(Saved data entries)
________________________
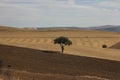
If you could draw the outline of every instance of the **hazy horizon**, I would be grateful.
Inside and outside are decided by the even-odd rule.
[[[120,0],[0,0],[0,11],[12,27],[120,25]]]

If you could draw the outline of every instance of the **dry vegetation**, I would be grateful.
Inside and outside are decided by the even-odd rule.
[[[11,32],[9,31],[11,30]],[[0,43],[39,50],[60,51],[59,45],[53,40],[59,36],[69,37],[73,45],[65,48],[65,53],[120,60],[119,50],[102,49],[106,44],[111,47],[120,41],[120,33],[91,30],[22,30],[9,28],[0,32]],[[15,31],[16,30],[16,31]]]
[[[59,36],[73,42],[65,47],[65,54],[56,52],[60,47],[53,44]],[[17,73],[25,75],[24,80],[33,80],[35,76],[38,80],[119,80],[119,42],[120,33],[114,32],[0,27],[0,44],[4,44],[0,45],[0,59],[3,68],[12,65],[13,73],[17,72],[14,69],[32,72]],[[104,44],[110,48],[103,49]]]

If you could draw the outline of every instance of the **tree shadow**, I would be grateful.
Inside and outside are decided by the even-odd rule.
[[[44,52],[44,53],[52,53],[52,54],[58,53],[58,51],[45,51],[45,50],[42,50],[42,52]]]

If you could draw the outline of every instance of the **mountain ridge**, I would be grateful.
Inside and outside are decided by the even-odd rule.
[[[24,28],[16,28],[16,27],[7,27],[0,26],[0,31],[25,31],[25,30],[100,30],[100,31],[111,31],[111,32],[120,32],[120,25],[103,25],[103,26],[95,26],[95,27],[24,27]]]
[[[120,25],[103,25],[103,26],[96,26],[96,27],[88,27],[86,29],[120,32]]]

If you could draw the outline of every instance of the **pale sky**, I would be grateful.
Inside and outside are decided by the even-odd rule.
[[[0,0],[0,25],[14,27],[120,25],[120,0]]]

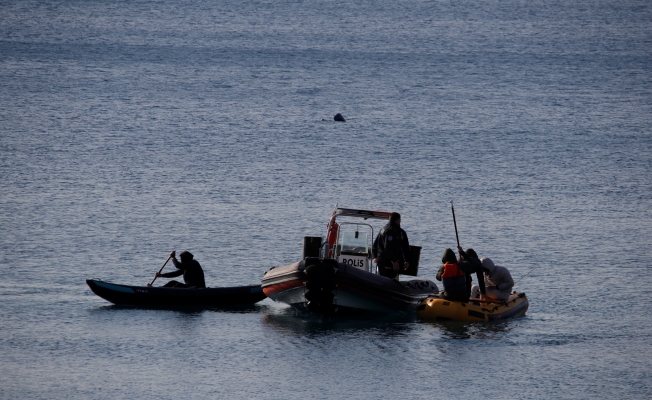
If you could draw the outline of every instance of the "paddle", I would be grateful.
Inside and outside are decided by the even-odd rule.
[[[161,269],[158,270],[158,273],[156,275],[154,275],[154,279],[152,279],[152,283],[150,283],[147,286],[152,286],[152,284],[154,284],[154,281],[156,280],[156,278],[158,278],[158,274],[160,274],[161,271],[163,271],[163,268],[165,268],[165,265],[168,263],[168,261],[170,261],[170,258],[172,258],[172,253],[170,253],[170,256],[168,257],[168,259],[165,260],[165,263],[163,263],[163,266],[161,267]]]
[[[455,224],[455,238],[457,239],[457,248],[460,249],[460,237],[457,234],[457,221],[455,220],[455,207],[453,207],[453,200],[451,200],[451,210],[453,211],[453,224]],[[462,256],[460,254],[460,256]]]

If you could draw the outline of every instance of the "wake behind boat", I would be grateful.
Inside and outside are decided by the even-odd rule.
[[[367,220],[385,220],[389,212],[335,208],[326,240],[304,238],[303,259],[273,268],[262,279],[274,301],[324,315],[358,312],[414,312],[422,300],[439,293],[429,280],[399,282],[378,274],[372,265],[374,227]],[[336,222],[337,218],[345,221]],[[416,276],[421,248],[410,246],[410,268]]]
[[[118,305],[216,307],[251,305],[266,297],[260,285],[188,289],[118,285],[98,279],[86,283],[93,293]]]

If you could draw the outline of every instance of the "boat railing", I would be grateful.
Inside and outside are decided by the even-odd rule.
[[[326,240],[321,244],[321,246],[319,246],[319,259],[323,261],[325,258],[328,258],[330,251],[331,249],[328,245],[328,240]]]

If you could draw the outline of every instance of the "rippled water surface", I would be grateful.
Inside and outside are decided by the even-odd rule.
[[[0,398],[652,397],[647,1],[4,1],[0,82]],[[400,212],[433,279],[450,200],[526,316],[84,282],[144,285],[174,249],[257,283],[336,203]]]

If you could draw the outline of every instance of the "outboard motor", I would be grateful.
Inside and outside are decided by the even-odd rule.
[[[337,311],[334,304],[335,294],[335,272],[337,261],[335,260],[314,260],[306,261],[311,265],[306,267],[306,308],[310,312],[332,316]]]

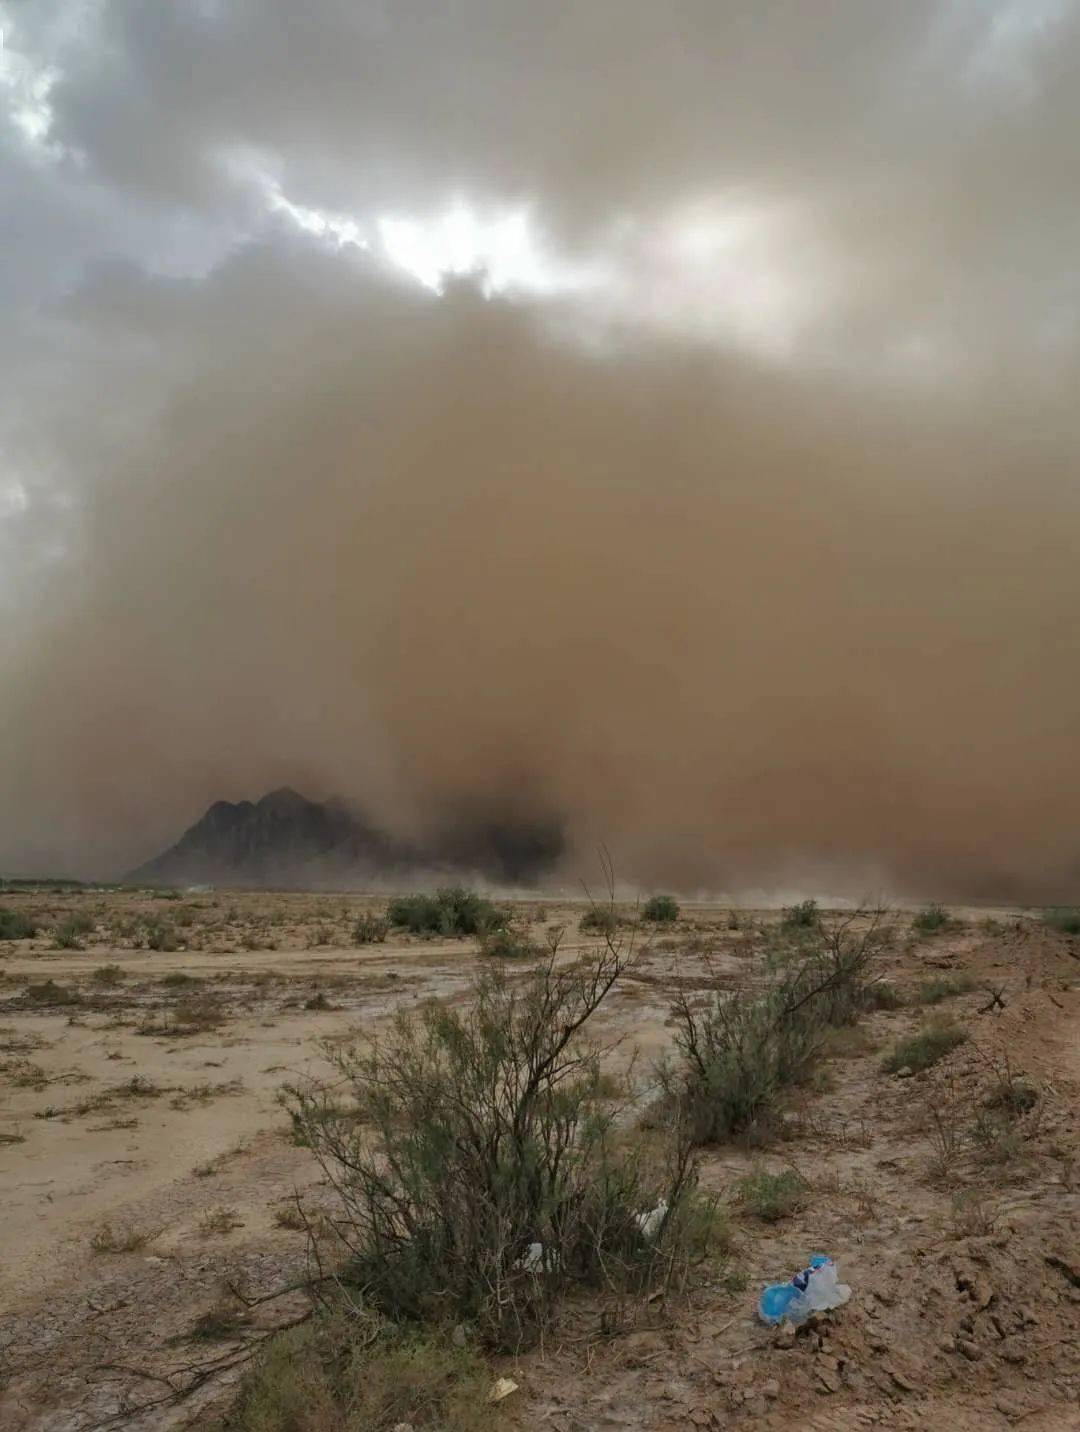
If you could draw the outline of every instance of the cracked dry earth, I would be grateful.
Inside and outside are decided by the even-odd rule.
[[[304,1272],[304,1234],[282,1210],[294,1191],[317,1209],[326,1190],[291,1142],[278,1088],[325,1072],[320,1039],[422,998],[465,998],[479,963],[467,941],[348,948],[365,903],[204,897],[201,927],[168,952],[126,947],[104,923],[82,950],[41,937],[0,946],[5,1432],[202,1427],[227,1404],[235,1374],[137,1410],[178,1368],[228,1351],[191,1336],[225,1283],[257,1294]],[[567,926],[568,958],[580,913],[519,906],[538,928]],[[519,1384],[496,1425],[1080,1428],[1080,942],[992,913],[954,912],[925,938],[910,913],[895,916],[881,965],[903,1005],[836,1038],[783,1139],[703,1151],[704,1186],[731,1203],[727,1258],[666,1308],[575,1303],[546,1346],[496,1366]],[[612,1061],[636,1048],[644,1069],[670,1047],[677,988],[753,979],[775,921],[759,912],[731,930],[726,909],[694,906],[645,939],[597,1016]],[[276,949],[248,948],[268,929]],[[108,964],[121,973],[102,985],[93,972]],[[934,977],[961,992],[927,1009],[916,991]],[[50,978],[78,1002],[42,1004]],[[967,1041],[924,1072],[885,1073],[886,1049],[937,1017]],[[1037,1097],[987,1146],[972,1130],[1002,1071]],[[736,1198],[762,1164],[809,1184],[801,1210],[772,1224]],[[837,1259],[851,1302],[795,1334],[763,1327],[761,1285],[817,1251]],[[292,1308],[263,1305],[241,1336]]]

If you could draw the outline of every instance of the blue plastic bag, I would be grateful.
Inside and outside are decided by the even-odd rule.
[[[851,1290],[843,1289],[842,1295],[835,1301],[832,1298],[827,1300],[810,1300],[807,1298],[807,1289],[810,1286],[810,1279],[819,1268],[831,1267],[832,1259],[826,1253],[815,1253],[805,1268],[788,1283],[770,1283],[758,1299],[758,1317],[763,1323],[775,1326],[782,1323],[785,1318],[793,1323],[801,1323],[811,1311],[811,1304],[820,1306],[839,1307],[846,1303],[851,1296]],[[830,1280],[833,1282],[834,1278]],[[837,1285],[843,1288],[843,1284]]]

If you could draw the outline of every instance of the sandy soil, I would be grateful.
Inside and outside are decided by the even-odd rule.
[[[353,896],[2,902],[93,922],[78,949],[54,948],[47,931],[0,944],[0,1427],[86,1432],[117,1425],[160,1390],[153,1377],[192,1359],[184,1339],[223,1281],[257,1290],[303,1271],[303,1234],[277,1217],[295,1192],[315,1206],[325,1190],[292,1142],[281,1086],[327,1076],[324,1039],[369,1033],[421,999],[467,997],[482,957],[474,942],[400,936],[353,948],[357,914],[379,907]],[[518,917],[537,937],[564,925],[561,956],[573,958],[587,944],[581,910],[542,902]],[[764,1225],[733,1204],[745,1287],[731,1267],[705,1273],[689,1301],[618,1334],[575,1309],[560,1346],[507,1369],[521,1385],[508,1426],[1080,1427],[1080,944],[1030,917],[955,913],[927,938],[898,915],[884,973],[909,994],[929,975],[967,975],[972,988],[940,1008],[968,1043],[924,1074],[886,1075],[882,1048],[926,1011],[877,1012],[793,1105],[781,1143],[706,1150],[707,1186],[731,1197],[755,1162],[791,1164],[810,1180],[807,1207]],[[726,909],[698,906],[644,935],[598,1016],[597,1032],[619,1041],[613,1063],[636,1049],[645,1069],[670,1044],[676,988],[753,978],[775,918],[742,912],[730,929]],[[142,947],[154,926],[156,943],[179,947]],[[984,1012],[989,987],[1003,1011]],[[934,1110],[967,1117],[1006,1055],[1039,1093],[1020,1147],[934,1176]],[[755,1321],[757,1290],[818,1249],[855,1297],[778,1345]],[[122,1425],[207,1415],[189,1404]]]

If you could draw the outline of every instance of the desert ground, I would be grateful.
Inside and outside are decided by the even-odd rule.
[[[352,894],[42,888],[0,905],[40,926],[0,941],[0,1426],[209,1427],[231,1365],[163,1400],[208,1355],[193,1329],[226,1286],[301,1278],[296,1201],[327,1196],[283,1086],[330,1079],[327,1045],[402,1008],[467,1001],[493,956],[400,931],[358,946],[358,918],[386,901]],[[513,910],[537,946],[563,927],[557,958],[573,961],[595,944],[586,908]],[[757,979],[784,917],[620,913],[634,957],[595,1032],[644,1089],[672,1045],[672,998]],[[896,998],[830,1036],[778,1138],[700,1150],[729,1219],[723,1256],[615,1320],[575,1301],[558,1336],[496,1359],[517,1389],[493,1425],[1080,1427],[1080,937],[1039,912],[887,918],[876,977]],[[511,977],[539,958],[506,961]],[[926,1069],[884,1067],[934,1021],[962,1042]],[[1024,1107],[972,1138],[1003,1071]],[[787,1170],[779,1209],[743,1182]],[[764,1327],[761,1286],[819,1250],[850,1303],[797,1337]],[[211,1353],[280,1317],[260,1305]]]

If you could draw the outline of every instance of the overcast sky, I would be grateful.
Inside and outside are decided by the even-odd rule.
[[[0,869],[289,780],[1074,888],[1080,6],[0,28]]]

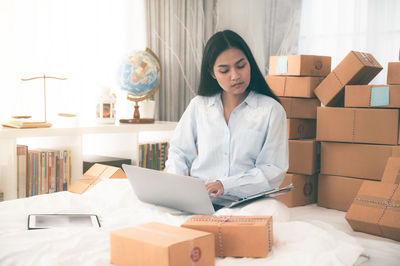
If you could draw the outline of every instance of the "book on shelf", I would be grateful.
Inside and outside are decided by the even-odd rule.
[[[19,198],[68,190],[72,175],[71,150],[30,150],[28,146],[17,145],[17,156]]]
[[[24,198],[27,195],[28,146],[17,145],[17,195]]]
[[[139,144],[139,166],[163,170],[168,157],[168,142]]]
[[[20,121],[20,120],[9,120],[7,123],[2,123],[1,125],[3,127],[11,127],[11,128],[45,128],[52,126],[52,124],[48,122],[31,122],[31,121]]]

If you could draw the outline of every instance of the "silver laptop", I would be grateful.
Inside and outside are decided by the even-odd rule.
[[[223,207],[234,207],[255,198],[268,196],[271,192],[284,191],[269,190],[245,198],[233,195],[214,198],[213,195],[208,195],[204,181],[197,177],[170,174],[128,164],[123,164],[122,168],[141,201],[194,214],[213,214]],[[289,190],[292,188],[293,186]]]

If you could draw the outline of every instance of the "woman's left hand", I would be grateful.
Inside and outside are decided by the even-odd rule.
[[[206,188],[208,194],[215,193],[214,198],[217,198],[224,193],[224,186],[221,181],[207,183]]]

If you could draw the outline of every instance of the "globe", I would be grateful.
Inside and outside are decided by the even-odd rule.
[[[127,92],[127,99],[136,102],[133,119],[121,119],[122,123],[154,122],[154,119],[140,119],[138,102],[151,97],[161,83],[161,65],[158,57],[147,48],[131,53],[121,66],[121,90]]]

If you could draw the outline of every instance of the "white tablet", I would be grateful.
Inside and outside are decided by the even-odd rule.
________________________
TASK:
Would you please return all lines of the data that include the word "boat"?

RESPONSE TO THE TASK:
If you could draw the outline of every instance of the "wake behind boat", I would be grateful.
If you could draw the outline of every instance of the "boat railing", I would be grateful.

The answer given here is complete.